> _Goal_
Rewrite every line of the data below, including the requests, and multiply each point coordinate in the answers by 1.85, rounding to whole numbers with halves rounded up. Leave the pictures out.

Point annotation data
## BEGIN

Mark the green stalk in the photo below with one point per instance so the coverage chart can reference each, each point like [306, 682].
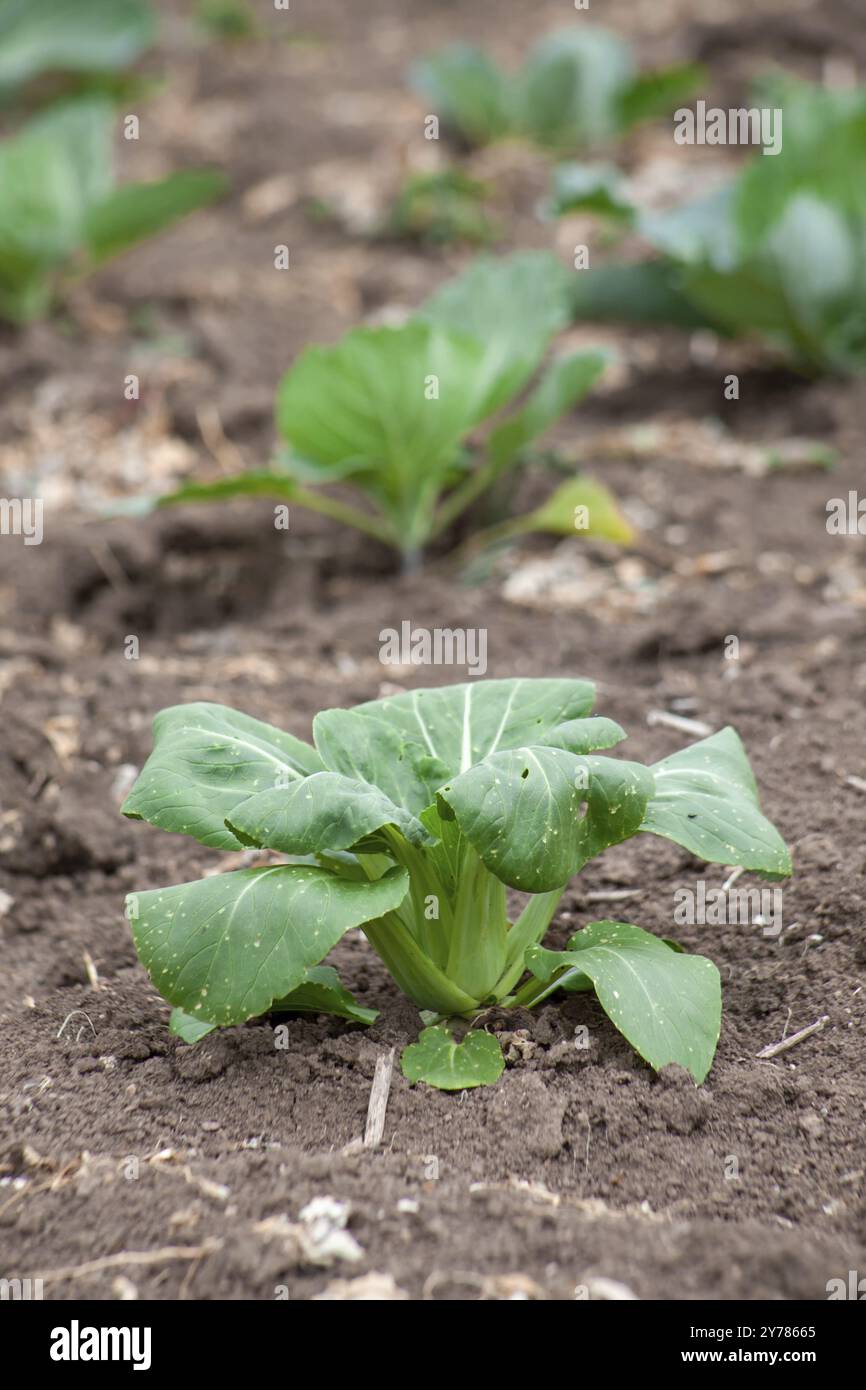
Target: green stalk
[463, 495]
[414, 972]
[527, 931]
[477, 950]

## END

> _Written solution_
Mark the green stalk in the photo below with one point per instance so the coverage chart can reference each, each point like [306, 682].
Target: green stalk
[857, 916]
[766, 1798]
[975, 1722]
[882, 1758]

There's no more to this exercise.